[STATED TASK] Can you repeat every line of the material below word for word?

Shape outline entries

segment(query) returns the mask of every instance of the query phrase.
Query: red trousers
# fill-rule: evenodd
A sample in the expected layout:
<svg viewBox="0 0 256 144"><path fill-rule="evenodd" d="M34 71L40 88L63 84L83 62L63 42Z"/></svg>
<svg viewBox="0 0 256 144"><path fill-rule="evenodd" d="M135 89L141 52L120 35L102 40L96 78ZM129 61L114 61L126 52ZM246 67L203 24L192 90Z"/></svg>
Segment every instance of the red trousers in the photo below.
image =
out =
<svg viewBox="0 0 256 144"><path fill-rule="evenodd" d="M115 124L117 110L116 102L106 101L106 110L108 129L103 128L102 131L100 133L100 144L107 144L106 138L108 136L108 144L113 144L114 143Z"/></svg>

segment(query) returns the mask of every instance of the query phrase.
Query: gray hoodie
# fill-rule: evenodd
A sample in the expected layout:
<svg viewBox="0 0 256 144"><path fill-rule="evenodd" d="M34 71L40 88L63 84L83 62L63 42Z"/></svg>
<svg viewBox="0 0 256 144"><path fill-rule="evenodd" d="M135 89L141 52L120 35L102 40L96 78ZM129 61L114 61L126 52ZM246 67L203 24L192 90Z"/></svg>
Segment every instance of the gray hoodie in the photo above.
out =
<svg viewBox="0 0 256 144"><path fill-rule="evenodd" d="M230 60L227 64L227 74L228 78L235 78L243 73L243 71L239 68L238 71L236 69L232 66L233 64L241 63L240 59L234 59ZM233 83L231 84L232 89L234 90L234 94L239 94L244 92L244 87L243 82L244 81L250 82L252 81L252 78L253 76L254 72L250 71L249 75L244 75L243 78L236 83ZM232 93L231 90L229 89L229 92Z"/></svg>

[SOLUTION TO THE PROBLEM]
segment(query) returns the mask of every instance of the query phrase.
Query: red trousers
# fill-rule: evenodd
A sample in the expected layout:
<svg viewBox="0 0 256 144"><path fill-rule="evenodd" d="M34 71L40 88L63 84L83 62L63 42Z"/></svg>
<svg viewBox="0 0 256 144"><path fill-rule="evenodd" d="M135 89L141 52L120 35L102 40L96 78ZM129 61L114 61L126 52ZM246 67L203 24L192 90Z"/></svg>
Segment every instance of the red trousers in the photo below.
image =
out =
<svg viewBox="0 0 256 144"><path fill-rule="evenodd" d="M115 124L117 110L116 102L106 101L106 110L108 129L103 128L102 131L100 133L100 144L107 144L106 138L108 136L108 144L113 144L114 143Z"/></svg>

segment(query) returns the mask of every instance of the query phrase.
Query: gray hoodie
# fill-rule: evenodd
A sample in the expected layout:
<svg viewBox="0 0 256 144"><path fill-rule="evenodd" d="M34 71L40 88L63 84L83 62L63 42Z"/></svg>
<svg viewBox="0 0 256 144"><path fill-rule="evenodd" d="M135 89L141 52L120 35L102 40L96 78ZM129 61L114 61L126 52ZM246 67L203 24L192 90Z"/></svg>
Segment every instance of the gray hoodie in the photo above.
out =
<svg viewBox="0 0 256 144"><path fill-rule="evenodd" d="M230 60L227 64L227 74L228 78L235 78L243 73L243 71L239 68L238 71L236 69L232 66L233 64L241 63L240 59L234 59ZM233 83L231 84L232 89L234 90L234 94L239 94L244 92L244 87L243 82L244 81L250 82L252 81L252 78L253 76L254 72L250 71L249 75L244 75L243 78L236 83ZM232 93L231 90L229 89L229 92Z"/></svg>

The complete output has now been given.